[Recorded data]
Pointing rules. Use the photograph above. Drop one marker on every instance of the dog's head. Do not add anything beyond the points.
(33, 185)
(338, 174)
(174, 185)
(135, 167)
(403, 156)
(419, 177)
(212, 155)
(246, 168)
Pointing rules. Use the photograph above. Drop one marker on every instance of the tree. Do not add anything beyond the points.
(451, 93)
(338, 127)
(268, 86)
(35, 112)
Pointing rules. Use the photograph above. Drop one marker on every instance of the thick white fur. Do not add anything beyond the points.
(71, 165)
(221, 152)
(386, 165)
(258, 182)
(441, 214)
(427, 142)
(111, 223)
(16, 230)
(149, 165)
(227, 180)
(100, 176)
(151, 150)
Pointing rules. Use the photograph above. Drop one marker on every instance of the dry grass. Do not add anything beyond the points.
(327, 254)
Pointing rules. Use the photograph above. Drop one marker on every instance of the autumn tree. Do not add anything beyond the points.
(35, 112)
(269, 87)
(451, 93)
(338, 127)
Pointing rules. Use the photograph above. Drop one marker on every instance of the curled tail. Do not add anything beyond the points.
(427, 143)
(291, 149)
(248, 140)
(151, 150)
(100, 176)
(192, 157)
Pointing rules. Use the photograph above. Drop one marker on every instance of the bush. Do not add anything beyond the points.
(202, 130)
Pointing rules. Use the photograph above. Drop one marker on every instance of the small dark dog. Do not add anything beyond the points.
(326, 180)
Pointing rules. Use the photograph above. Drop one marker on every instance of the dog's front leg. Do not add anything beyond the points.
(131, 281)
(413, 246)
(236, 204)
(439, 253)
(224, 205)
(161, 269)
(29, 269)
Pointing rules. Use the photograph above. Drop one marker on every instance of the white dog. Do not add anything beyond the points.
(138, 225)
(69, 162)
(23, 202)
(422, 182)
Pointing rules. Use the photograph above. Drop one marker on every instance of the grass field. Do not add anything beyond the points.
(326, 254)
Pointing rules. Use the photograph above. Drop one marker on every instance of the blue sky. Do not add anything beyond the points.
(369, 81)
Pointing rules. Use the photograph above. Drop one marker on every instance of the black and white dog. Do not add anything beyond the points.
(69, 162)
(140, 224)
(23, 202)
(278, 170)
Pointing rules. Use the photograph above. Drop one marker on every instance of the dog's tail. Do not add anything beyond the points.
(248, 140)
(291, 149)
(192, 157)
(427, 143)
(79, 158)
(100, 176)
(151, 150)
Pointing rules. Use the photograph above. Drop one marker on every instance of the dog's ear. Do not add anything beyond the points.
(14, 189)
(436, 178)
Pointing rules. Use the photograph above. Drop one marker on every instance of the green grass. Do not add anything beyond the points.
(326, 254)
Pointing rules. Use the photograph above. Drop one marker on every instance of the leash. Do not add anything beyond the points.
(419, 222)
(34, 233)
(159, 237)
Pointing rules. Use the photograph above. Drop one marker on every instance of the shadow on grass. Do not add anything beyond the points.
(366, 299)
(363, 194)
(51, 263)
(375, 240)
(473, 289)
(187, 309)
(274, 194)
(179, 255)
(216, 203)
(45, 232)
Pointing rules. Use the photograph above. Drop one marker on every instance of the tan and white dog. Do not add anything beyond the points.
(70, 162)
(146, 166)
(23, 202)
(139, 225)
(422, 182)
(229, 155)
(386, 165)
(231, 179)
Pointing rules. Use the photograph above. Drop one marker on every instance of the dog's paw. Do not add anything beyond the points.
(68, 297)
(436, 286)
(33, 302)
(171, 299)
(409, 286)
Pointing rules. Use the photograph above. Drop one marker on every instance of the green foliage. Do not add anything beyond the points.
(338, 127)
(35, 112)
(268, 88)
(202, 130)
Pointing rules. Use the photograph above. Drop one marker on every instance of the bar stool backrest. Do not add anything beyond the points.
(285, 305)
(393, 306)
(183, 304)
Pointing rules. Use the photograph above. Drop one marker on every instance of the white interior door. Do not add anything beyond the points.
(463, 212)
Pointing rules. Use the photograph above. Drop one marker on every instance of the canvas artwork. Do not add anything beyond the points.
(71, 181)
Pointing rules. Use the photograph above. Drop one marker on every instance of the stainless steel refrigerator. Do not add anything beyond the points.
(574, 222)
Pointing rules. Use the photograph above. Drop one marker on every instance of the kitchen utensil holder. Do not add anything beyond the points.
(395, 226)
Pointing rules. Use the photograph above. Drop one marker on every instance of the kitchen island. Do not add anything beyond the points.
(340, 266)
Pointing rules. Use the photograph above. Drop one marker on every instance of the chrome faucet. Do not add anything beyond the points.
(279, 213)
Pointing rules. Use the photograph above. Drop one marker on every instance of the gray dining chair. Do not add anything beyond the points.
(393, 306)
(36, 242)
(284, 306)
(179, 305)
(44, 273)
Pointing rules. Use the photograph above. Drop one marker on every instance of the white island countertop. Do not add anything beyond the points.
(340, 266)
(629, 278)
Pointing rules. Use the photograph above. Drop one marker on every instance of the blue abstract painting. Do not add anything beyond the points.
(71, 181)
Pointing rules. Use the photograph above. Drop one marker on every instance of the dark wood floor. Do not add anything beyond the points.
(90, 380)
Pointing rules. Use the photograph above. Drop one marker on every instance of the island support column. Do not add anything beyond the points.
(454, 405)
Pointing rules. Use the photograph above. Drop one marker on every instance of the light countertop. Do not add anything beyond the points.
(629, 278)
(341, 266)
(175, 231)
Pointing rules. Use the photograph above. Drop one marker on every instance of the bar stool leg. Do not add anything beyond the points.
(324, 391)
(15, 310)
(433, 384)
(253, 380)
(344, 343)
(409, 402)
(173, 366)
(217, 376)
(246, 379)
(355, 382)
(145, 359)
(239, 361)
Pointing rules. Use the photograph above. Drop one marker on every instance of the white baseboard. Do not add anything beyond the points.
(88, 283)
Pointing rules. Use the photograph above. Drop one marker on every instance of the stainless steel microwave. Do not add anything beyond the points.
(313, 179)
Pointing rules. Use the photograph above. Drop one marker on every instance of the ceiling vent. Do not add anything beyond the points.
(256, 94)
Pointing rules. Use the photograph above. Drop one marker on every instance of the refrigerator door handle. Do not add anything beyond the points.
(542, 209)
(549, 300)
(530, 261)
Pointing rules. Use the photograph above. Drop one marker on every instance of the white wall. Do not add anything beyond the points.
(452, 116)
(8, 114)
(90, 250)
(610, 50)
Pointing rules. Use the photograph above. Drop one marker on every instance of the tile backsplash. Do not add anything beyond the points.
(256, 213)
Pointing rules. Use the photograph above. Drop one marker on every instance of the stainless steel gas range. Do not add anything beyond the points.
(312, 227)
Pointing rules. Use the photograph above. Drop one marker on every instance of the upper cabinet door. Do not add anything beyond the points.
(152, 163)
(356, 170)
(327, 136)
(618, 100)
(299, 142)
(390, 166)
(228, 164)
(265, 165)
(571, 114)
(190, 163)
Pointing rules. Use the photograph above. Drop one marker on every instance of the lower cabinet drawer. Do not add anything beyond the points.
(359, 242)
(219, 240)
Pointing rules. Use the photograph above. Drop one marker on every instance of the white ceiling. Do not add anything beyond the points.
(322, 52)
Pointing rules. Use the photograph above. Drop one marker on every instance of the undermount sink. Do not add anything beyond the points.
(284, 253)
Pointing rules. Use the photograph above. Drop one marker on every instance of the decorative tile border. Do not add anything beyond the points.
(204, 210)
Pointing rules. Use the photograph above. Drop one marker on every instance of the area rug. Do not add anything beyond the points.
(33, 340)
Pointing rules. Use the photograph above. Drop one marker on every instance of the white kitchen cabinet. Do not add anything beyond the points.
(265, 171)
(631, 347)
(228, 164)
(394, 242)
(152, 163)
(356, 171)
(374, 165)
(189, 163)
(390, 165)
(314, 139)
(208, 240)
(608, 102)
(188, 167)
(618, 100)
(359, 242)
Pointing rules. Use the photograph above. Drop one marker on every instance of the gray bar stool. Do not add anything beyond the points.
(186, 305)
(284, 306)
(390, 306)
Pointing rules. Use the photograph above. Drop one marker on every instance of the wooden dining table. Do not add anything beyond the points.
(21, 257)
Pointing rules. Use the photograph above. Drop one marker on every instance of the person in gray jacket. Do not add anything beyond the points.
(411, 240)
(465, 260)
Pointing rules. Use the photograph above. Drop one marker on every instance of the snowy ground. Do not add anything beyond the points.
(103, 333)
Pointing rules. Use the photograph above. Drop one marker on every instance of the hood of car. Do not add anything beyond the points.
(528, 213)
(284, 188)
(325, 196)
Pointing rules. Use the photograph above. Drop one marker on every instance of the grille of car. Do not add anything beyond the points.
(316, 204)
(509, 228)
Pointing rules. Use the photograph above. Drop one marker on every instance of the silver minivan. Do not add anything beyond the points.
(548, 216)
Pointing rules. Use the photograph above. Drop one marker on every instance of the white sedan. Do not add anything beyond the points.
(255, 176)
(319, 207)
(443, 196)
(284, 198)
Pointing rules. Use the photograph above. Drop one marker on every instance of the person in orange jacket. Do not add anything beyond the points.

What is needed:
Reproduce the listing above exactly from the line containing "stool. Do not add anything beyond the points." through its last line, with both of those lines included.

Task result:
Pointing rules. Use the photograph above. Drop one marker on every instance of the gray bar stool. Do not add anything beyond the points.
(186, 305)
(284, 306)
(390, 306)
Pointing rules. Use the photograph above. Drop one marker on every instance of the wooden dining table. Do not add anything beyond the points.
(21, 257)
Pointing rules. Use the photograph above. Drop one marker on every instance of the person in gray jacket. Do not add anything beyond the points.
(411, 240)
(465, 260)
Pointing rules. Use the photograph above. Drop one marker on every instance of the snowy ground. Do not add anything beyond the points.
(103, 333)
Pointing rules. Use the photograph above. Drop one marker on every instance of the hood of car. Do not add anything beyond the points.
(528, 213)
(284, 188)
(325, 196)
Pointing rules. Use the photograph above. Drop one marker on every instance of the grille of car. Do not add anything beyond the points.
(316, 204)
(509, 228)
Pointing rules. Use the photograph above. Drop one marker on every instance of the silver minivan. Do not add anything beyond the points.
(548, 216)
Pointing rules. Use the photograph above. Drop one marker on every instance of the white sedan. Do not add anything beyond the points.
(255, 176)
(319, 207)
(443, 196)
(284, 198)
Pointing rules. Use the photograph above. Drop one marker on every instance of the person in orange jacket. Do not add anything beyond the points.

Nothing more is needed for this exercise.